Requirements:
a: Answer these questions using the ESP32 speech-to-text tutorial:
(i) Which ESP32 pin does the INMP441's SD line connect to?
(ii) Which ESP32 pins take the terminals of an external 3.7V battery?
(iii) Which two libraries must be installed through the Arduino IDE Library Manager?
b: Carry on the ESP32 speech-to-text tutorial from its last sentence.

Page extract:
# # # # # # #
INMP441 I2S Microphone Pin Connections to ESP32

INMP441 I2S	ESP32
VCC	3.3V
GND	GND
WS	GPIO 25
SD	GPIO 33
SCK	GPIO 26

0.91-inch OLED Display (SSD1306 I2C) Pin Connections to ESP32

OLED Display	ESP32
VCC	3.3V
GND	GND
SCL	GPIO 22
SDA	GPIO 21
SCK	GPIO 26

The whole circuit was assembled in a breadboard using some Male-Male jumper cables. You can design your own PCB or assemble them in a dotted PCB - as per your convenience and interest, the circuit connections remain the same. You can connect an external 3.7V battery to the system to make it handy. Just connect the battery terminals to the VIN and GND of the ESP32.
You need to press the button to keep it in “Listening mode”. The device then listens to speeches and displays them in the OLED display in real time.

Wit.ai Account Setup - Getting Your Service Access Token

Go to https://wit.ai > Login with your Meta account > Click ‘+ New App’

Wit.ai welcome screen showing the New App button for ESP32 speech recognition setup Wit.ai welcome screen — click "+ New App" to begin your ESP32 speech recognition project

Give the app a Name. You can set the visibility as Private for any personal projects and Open for public projects, which means if we target a wide range of users, and click Create

Creating a new Wit.ai app for ESP32 speech to text online project - naming the app and setting visibility

From the side menu, go to Management > Settings > Copy the Service Access Token

Required Arduino Libraries for ESP32 Speech to Text

This project uses the following libraries. The first four are part of the standard ESP32 Arduino Core and require no separate installation. The last two must be installed manually via the Arduino IDE Library Manager

Library	Source	Purpose
`WiFi.h`	ESP32 Core (built-in)	Wi-Fi connection management
`WiFiClientSecure.h`	ESP32 Core (built-in)	HTTPS / TLS connection to Wit.ai API
`driver/i2s.h`	ESP32 Core (built-in)	I2S driver for INMP441 microphone
`Wire.h`	ESP32 Core (built-in)	I2C communication for OLED
`Adafruit_GFX.h`	Arduino Library Manager	Graphics primitives for OLED display
`Adafruit_SSD1306.h`	Arduino Library Manager	SSD1306 OLED driver

ESP32 Speech to Text Code - Full Explanation

Below is the complete Arduino sketch for this ESP32 speech-to-text using AI project, broken down section by section.
# # # # # # #
Provided records:
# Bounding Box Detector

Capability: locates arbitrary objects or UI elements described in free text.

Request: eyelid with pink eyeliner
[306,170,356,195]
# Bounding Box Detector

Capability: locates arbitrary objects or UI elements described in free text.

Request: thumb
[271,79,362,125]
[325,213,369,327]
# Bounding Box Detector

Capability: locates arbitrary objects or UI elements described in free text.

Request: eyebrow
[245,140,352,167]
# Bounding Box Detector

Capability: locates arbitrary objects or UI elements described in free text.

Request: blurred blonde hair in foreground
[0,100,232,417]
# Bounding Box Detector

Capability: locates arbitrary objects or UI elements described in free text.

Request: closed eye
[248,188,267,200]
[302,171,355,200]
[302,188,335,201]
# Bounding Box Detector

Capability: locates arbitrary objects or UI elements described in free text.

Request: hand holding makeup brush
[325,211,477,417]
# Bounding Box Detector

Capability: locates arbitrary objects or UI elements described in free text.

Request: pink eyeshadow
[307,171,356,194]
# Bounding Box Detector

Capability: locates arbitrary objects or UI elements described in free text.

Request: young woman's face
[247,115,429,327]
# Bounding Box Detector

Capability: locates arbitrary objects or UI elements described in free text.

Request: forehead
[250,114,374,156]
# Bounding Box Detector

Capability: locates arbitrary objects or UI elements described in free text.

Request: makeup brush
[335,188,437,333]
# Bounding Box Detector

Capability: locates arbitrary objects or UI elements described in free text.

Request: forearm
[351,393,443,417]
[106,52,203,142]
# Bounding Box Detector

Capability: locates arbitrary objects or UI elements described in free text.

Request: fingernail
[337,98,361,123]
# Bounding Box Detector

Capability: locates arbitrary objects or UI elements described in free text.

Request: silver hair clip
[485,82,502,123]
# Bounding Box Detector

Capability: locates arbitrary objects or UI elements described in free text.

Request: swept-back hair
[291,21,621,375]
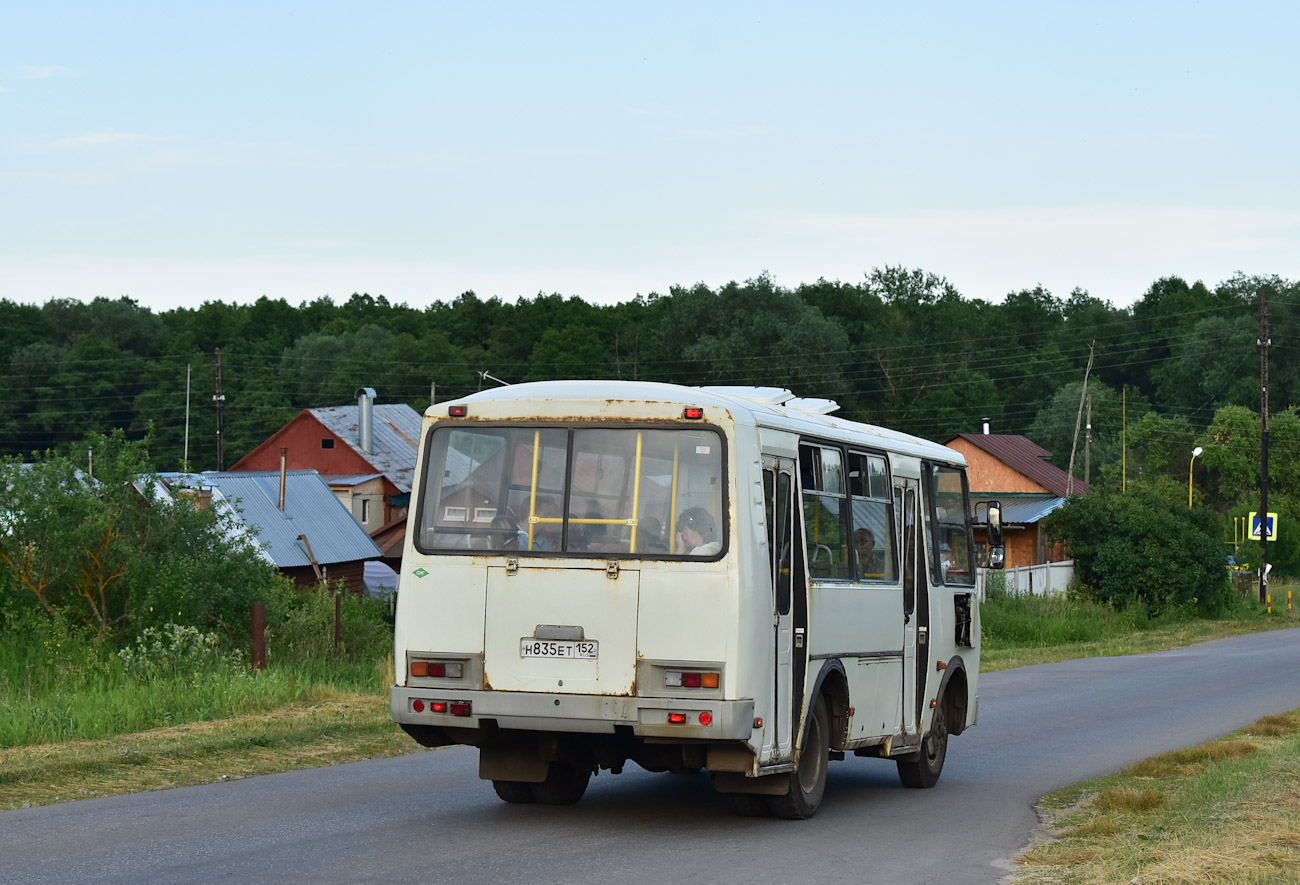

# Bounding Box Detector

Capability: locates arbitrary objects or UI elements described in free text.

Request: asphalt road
[0,629,1300,885]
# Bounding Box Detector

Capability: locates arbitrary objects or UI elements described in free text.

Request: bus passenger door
[894,480,926,734]
[763,455,796,759]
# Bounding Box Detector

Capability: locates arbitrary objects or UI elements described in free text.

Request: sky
[0,0,1300,311]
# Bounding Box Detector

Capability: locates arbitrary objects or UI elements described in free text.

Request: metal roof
[972,493,1066,525]
[948,433,1092,496]
[160,470,384,568]
[306,403,420,493]
[321,473,384,487]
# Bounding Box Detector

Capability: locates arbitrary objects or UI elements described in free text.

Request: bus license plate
[519,638,597,660]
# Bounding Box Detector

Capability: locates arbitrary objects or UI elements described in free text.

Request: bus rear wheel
[897,699,948,790]
[530,760,592,806]
[767,695,831,820]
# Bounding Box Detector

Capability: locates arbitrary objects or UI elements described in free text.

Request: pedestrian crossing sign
[1248,511,1278,541]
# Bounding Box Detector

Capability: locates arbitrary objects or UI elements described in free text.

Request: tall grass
[980,594,1169,648]
[0,594,393,747]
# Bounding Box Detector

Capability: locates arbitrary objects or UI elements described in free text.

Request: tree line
[0,266,1300,501]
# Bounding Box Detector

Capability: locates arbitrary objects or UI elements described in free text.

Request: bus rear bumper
[389,685,755,741]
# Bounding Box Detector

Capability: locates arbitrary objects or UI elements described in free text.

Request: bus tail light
[663,669,719,689]
[411,660,465,680]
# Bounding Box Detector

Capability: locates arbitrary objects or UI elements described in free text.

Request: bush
[267,578,393,661]
[0,433,274,645]
[117,624,243,684]
[1048,489,1232,616]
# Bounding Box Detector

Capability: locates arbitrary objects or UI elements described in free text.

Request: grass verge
[980,591,1300,673]
[1017,711,1300,885]
[0,691,420,810]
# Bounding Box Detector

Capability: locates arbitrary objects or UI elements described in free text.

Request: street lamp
[1187,446,1205,507]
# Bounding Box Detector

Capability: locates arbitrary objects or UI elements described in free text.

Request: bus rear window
[416,425,725,559]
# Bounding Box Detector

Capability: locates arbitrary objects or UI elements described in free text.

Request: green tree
[1047,480,1232,616]
[0,431,273,643]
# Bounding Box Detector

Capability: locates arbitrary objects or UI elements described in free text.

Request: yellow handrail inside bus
[528,430,542,550]
[628,430,641,554]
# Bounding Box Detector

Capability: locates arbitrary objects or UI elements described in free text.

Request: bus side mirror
[984,500,1006,568]
[984,500,1002,547]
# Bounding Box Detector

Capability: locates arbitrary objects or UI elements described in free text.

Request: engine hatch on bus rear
[484,560,641,695]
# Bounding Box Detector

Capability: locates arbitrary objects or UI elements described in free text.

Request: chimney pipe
[356,387,374,455]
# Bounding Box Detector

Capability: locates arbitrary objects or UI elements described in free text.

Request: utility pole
[212,347,226,470]
[1083,394,1092,485]
[1065,342,1097,498]
[1260,286,1271,604]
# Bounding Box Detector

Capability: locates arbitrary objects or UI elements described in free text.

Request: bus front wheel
[767,695,831,820]
[897,699,948,789]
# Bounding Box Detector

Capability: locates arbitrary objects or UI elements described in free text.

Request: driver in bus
[677,507,723,556]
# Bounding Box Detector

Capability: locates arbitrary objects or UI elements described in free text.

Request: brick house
[229,387,421,533]
[944,433,1091,568]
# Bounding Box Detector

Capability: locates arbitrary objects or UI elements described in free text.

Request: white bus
[390,381,1002,819]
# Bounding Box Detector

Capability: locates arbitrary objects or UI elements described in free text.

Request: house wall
[330,477,391,532]
[230,412,399,532]
[975,525,1043,568]
[948,438,1050,493]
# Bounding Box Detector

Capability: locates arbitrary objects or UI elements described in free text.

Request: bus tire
[767,695,831,820]
[491,781,537,804]
[529,760,592,806]
[897,699,948,790]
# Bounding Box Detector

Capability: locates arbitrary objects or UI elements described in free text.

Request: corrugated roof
[307,403,420,493]
[948,433,1092,496]
[1000,495,1066,525]
[161,470,384,568]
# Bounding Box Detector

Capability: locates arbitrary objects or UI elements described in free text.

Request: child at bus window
[853,529,885,578]
[533,498,560,550]
[677,507,723,556]
[490,516,519,550]
[637,516,668,554]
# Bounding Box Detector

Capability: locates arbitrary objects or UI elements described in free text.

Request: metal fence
[975,559,1074,599]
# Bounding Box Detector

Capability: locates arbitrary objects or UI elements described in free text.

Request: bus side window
[800,444,850,580]
[849,452,898,581]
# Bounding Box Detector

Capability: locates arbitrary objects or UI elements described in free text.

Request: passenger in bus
[568,511,611,552]
[677,507,723,556]
[533,498,560,550]
[853,528,885,578]
[637,516,668,554]
[491,516,528,550]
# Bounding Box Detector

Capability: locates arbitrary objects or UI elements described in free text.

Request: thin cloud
[18,65,68,79]
[55,129,144,148]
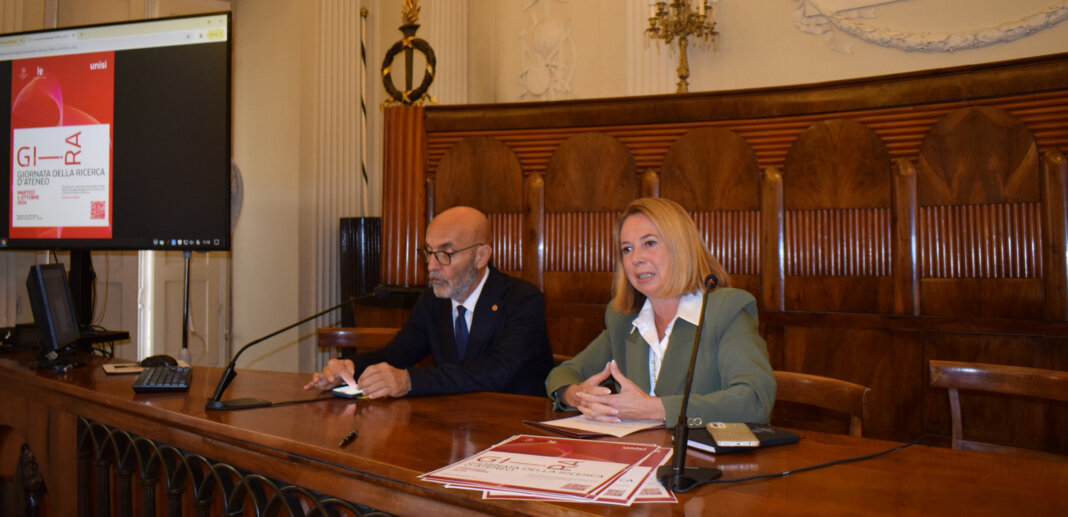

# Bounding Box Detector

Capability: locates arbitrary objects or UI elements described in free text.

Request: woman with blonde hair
[546,198,775,427]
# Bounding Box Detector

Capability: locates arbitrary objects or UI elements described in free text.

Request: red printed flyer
[422,435,659,497]
[9,52,115,238]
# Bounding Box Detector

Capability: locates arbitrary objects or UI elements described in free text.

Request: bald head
[424,206,493,302]
[426,206,489,249]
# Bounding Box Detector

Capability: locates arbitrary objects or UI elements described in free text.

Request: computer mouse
[141,355,178,366]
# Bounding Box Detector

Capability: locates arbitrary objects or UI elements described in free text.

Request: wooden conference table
[0,355,1068,517]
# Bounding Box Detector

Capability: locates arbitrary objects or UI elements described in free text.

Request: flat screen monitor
# # # # # # #
Set of answers:
a:
(i) GPIO 33
(ii) VIN and GND
(iii) Adafruit_GFX.h and Adafruit_SSD1306.h

b:
1. Include Libraries and Define Credentials

#include <WiFi.h>
#include <WiFiClientSecure.h>
#include <driver/i2s.h>
#include <Wire.h>
#include <Adafruit_GFX.h>
#include <Adafruit_SSD1306.h>

Above are the libraries that we need for the ESP32 Speech-to-Text code to work. We need two external ESP32 speech-to-text libraries as well. The “Adafruit_GFX” and “Adafruit_SSD1306” from Adafruit. You can install them by going to the library manager in Arduino IDE and searching for them. Install the latest versions. You can refer to the image below to see if you have installed the right libraries. Rest libraries come preinstalled with the ESP32 Core.

Installing Adafruit_GFX and Adafruit_SSD1306 libraries in Arduino IDE Library Manager for ESP32 speech to text OLED display

// WiFi + Wit.ai
const char* ssid = "your_ssid";
const char* password = "your_password";
const char* service_access_token = "your_service_access_token";

Make sure you update the SSID with your own SSID, Password with your WiFi password and Service Access Token with the one that we copied from Wit.ai in the above step.

2. OLED Display Update Function

void updateDisplay(String message) {
 display.clearDisplay();
 display.setCursor(0, 0);
 display.println(message);
 display.display();
}

This function clears the OLED display contents and prints new messages.

3. I2S Microphone Initialisation

void setupI2S() {
 i2s_config_t config = {
   .mode = (i2s_mode_t)(I2S_MODE_MASTER | I2S_MODE_RX),
   .sample_rate = SAMPLE_RATE,
   .bits_per_sample = I2S_BITS_PER_SAMPLE_16BIT,
   .channel_format = I2S_CHANNEL_FMT_ONLY_RIGHT,
   .communication_format = I2S_COMM_FORMAT_STAND_I2S,
   .intr_alloc_flags = 0,
   .dma_buf_count = 8,
   .dma_buf_len = 512,
   .use_apll = false
 };
 i2s_pin_config_t pin_config = {
   .bck_io_num = I2S_SCK,
   .ws_io_num = I2S_WS,
   .data_out_num = -1,
   .data_in_num = I2S_SD
 };
 i2s_driver_install(I2S_PORT, &config, 0, NULL);
 i2s_set_pin(I2S_PORT, &pin_config);
}

This function initialises the I2S microphone communication

4. Core Function — Stream Audio to Wit.ai and Parse Response

void sendAudioToWit() {
 WiFiClientSecure client;
 client.setInsecure();
 if (!client.connect("api.wit.ai", 443)) {
   updateDisplay("Conn Failed");
   return;
 }
 String header = "POST /speech?v=20230215 HTTP/1.1\r\n"
                 "Host: api.wit.ai\r\n"
                 "Authorization: Bearer " + String(service_access_token) + "\r\n"
                 "Content-Type: audio/raw;encoding=signed-integer;bits=16;rate=16000;endian=little\r\n"
                 "Transfer-Encoding: chunked\r\n"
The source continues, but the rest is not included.